▶ [INSTRUCTIONS FOR THE TASK] Collect each line of the listing below that contains the string "tail". The match is case-sensitive.

** BEGIN DATASET RECORDS **

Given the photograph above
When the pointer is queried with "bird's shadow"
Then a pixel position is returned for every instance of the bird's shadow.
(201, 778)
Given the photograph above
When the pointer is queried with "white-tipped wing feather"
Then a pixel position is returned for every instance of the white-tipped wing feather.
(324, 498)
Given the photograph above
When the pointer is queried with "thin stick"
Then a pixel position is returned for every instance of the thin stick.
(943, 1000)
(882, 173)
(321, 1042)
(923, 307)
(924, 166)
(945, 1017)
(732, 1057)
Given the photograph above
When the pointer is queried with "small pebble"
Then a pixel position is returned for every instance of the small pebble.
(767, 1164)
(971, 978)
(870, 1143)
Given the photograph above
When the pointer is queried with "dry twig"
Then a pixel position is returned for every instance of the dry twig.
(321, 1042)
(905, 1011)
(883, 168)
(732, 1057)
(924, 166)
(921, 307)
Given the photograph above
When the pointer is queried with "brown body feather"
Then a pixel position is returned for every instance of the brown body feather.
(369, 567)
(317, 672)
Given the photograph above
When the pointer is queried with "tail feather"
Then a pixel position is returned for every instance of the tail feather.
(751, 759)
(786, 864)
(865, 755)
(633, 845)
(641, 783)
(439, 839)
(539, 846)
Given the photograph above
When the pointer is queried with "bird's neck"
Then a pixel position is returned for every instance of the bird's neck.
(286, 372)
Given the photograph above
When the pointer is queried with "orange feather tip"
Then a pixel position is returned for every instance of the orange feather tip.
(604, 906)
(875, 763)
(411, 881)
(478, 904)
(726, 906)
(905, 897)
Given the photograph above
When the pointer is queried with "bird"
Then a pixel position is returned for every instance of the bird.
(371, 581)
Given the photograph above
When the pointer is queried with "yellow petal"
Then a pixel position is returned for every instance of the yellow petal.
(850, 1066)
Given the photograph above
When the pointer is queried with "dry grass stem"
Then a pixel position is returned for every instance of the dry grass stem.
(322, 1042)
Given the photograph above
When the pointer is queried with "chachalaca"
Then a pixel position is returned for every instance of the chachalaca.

** END DATASET RECORDS **

▶ [RESULT OF THIS TASK]
When the pointer is queried with "tail feather"
Then a pixel position is returned for every instance of the tail feather.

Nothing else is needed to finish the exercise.